• ABOUT THIS TASK
Take the material below and output exactly the run of lines from the one containing "[(58, 94), (92, 41)]" down to the one containing "[(118, 69), (81, 50)]", with both included.

• SUPPLIED INFORMATION
□ □ □ □ □ □ □
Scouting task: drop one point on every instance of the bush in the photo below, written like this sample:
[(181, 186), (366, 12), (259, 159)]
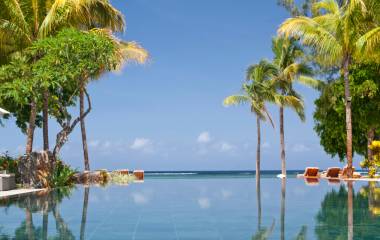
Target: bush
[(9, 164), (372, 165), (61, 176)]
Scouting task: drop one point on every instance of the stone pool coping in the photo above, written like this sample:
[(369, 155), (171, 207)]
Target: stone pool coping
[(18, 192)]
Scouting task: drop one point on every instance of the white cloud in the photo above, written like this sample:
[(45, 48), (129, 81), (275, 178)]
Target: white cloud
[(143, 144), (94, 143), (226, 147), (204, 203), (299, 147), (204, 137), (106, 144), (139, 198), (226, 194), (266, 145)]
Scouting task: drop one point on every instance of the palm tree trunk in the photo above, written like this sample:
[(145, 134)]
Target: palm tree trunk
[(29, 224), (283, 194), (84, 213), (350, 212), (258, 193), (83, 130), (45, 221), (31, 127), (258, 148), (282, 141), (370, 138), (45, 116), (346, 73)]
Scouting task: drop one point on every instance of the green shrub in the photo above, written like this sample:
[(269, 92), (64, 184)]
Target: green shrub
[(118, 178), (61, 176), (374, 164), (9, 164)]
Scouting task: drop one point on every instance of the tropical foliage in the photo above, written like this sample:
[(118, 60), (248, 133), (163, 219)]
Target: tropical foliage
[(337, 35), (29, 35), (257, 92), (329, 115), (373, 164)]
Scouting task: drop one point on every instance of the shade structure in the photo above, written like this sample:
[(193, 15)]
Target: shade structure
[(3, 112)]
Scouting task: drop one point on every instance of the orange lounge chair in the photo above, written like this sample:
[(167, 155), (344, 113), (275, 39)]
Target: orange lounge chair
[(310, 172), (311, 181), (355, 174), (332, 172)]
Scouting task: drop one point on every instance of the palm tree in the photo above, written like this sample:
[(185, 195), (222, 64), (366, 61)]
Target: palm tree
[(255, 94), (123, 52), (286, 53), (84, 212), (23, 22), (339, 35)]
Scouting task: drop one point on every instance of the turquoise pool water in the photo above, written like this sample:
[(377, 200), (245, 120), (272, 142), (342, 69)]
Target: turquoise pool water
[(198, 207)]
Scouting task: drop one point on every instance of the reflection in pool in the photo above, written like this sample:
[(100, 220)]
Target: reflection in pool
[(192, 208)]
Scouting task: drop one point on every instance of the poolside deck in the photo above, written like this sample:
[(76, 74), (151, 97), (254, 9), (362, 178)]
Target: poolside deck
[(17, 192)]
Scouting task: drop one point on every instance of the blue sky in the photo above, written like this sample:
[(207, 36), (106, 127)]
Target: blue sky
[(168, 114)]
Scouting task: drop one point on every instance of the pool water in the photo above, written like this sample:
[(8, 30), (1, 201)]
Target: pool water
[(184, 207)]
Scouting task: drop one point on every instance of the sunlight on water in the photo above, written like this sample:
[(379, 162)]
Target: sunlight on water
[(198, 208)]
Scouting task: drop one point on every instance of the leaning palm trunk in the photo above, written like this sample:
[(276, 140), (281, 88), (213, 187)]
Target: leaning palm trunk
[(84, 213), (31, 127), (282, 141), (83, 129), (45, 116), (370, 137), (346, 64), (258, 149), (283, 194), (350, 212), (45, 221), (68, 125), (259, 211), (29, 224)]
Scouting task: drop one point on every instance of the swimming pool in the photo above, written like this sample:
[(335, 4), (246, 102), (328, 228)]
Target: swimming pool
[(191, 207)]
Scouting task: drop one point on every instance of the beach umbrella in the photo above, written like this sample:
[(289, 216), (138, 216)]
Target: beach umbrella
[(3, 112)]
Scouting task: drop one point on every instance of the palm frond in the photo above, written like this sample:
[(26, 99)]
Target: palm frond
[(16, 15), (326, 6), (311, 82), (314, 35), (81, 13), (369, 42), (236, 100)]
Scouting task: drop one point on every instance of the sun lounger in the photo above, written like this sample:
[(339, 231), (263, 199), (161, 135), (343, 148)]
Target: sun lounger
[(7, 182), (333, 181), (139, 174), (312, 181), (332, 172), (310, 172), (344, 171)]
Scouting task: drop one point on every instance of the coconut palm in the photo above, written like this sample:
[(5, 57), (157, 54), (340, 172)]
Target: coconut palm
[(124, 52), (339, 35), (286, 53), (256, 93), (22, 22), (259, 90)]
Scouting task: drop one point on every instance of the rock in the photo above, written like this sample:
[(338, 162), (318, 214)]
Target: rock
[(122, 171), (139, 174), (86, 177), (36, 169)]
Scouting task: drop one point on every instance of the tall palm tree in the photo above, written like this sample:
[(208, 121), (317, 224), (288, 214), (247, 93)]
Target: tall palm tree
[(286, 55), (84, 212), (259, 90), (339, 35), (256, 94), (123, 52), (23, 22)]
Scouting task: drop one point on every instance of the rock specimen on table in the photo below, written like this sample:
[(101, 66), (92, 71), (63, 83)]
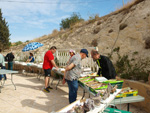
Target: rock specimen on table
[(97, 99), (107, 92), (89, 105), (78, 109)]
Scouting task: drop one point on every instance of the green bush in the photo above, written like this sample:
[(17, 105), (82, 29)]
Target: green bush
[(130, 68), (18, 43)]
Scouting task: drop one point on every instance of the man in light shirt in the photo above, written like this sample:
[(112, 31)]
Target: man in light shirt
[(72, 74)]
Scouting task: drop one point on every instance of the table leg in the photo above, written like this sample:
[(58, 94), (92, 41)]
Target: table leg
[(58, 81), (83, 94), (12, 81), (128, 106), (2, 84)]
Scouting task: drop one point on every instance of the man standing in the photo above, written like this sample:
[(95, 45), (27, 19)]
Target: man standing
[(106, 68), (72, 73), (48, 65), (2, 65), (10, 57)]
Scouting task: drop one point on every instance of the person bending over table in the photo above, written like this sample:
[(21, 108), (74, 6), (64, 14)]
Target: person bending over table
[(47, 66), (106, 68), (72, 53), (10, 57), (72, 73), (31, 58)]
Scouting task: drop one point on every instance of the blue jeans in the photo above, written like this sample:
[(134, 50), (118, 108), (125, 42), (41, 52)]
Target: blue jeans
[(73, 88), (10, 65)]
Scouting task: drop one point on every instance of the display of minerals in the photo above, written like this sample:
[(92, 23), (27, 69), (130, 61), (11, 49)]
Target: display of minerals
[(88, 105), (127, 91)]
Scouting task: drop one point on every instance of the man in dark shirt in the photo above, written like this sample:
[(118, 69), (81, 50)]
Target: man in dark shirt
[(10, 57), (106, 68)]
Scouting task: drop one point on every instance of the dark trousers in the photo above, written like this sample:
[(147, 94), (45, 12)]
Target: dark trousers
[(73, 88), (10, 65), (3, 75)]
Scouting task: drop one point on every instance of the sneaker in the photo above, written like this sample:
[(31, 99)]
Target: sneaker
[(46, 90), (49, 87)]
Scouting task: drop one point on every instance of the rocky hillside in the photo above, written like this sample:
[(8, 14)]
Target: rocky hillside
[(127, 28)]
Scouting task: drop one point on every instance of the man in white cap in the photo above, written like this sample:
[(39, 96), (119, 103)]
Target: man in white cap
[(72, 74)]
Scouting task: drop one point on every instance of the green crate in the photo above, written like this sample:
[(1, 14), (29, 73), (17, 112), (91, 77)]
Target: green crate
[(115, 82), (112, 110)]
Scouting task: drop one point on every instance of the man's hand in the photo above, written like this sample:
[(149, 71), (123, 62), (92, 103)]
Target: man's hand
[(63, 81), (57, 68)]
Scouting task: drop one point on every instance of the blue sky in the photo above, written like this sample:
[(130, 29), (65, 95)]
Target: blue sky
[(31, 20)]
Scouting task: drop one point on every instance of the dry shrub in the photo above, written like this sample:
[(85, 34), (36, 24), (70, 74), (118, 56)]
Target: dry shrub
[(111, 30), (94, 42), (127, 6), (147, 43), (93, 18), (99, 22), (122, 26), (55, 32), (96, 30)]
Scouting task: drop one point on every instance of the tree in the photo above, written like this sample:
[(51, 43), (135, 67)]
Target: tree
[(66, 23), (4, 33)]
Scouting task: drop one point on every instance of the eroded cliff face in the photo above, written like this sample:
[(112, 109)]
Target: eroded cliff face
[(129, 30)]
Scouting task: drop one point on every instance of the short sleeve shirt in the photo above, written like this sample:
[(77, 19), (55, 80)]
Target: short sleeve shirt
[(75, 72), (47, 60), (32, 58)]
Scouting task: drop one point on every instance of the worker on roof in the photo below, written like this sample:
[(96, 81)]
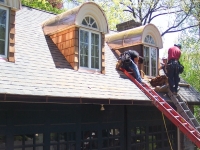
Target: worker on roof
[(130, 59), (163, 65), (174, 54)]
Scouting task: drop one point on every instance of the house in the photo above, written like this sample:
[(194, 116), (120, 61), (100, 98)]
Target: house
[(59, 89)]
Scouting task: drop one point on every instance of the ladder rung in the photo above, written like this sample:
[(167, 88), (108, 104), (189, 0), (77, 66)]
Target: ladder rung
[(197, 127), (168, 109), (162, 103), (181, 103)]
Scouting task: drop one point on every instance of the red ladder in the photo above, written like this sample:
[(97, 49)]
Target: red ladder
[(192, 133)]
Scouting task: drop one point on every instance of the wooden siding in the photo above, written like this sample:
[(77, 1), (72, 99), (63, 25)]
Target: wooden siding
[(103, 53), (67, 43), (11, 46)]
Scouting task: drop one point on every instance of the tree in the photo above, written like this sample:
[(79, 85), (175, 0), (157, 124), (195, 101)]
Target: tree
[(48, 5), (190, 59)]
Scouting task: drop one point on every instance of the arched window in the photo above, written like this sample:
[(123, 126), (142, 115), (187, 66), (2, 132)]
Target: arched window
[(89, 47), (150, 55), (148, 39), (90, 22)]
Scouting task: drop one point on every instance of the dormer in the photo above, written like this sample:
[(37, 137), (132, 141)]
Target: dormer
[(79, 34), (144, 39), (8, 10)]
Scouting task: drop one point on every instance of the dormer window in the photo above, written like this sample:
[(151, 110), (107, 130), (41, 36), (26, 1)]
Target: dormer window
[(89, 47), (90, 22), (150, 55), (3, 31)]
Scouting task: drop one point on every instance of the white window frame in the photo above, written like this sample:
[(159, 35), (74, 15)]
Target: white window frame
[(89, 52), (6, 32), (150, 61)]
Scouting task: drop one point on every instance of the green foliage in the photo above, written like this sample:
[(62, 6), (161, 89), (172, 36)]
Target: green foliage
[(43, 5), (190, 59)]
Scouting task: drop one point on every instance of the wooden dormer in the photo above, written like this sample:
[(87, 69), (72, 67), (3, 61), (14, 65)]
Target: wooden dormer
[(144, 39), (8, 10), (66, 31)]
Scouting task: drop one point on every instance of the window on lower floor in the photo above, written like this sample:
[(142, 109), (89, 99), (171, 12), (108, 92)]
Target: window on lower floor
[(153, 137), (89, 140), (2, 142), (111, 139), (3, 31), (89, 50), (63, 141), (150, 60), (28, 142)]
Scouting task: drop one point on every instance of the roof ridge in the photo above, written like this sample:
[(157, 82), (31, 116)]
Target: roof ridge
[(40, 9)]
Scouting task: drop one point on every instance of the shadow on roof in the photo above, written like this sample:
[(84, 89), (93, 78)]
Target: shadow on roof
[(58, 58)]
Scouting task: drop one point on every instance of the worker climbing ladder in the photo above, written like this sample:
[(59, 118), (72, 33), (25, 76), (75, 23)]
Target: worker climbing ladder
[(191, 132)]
□ □ □ □ □ □ □
• EXERCISE RESULT
[(58, 94), (92, 41)]
Target: table leg
[(58, 81), (83, 94), (12, 81), (128, 106), (2, 84)]
Scouting task: drop one point on every instance of the man standing in the photo above, written like this sample:
[(95, 45), (27, 19)]
Target: man standing
[(106, 68), (72, 73), (48, 65), (2, 65), (10, 57)]
Scouting task: drop one point on every instance of the person bending over table in the photo above, written like this sample:
[(21, 108), (74, 6), (64, 14)]
Target: person bending over table
[(47, 66), (106, 68), (72, 53), (10, 57), (72, 73), (31, 58)]
Scouting task: drop one point on every instance of the blue jeans in the photo above, written like this sample:
[(134, 50), (118, 108), (125, 42), (41, 52)]
Target: blue jeans
[(73, 88), (10, 65)]
Scouting task: drop one point on every instance of the display of minerals in the photo above, written like this sample:
[(92, 23), (27, 69), (130, 61), (11, 49)]
Target: display of minerals
[(88, 105), (127, 91)]
Scouting task: drop one point on every instance of the man in dark shirt in the photo above, written like this sample:
[(118, 69), (81, 50)]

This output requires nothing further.